◆ **Page**
Bowers & Wilkins 801 D4 Signature Review

“In the past,” Andy explains, “the concept was reserved solely for events such as anniversaries, as with the Signature Diamond, released to celebrate our fortieth anniversary in 2006. Now we've moved to a more frequent cadence for releasing Signature loudspeakers. Essentially, so long as we feel we can deliver sufficiently impactful technical and aesthetic upgrades that merit the name, we'll explore the idea of introducing new models to complement an existing range. Developing the 801 and 805 D4 Signature after the introduction of the new 800 Series Diamond models in 2021 meant that, in many cases, the team was able to further explore ideas that had already been evaluated during the development process of the standard model.”

The changes made to warrant the Signature sobriquet were a combination of computer simulation, modelling, development, measurement and listening. Andy says: “I have always found it fascinating how much can evolve in the listening process and how much extra magic the acoustic team is able to conjure from each model during the course of the final sign-off process. That said, there's a tonne of intensive, laborious and yet very necessary research and development work that underpins that final listening stage.” For those wanting a deep dive into B&W's design philosophy, click here.

◆ **Challenges**
[1] Decide whether each statement below agrees with the review above, answering yes or no and quoting the words of the review that settle it. (a) The Signature Diamond was released to mark the company's fortieth anniversary in 2006. (b) The new 800 Series Diamond models were introduced in 2019. (c) The changes for the Signature name came from computer simulation alone.
[2] Swap "acoustic team" for "engineering team" in the review above, and write out everything from "The changes made" down to "philosophy, click here." with that change.

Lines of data
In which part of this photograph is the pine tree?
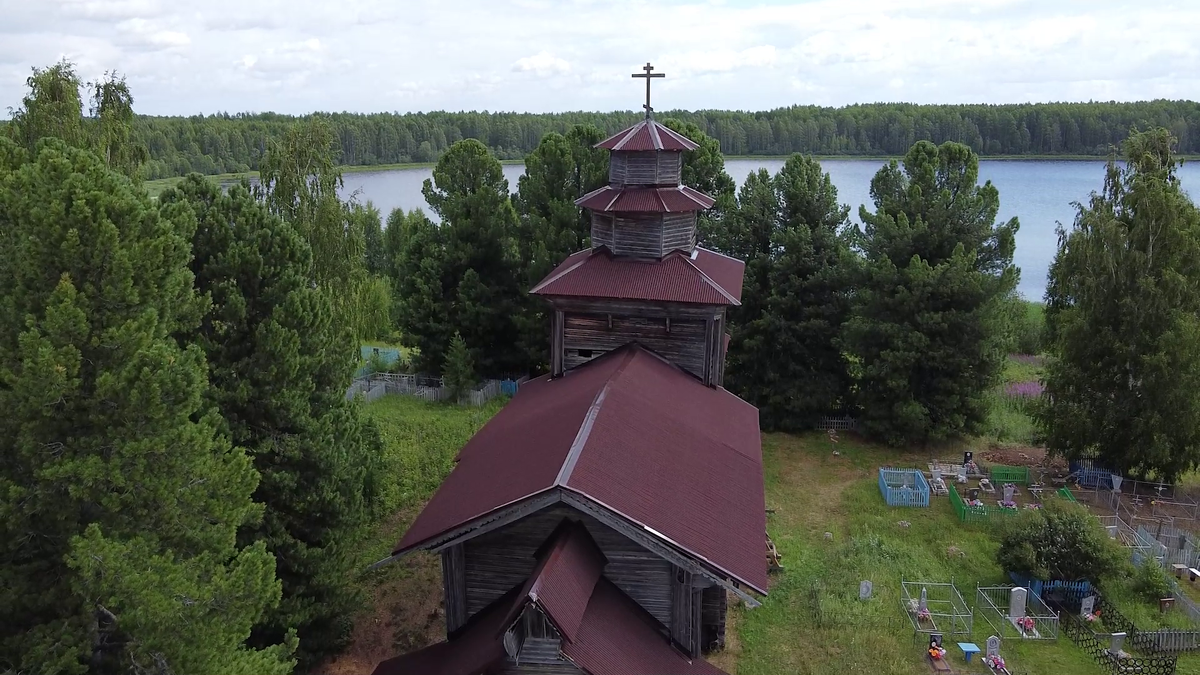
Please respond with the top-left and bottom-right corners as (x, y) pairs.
(844, 141), (1019, 446)
(724, 155), (853, 430)
(1037, 129), (1200, 482)
(442, 333), (476, 401)
(400, 139), (526, 375)
(514, 125), (608, 371)
(0, 139), (294, 674)
(160, 175), (382, 665)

◆ **Results of the exercise**
[1]
(a) Yes: "released to celebrate our fortieth anniversary in 2006"
(b) No: "the introduction of the new 800 Series Diamond models in 2021"
(c) No: "were a combination of computer simulation, modelling, development, measurement and listening"

[2]
The changes made to warrant the Signature sobriquet were a combination of computer simulation, modelling, development, measurement and listening. Andy says: “I have always found it fascinating how much can evolve in the listening process and how much extra magic the engineering team is able to conjure from each model during the course of the final sign-off process. That said, there's a tonne of intensive, laborious and yet very necessary research and development work that underpins that final listening stage.” For those wanting a deep dive into B&W's design philosophy, click here.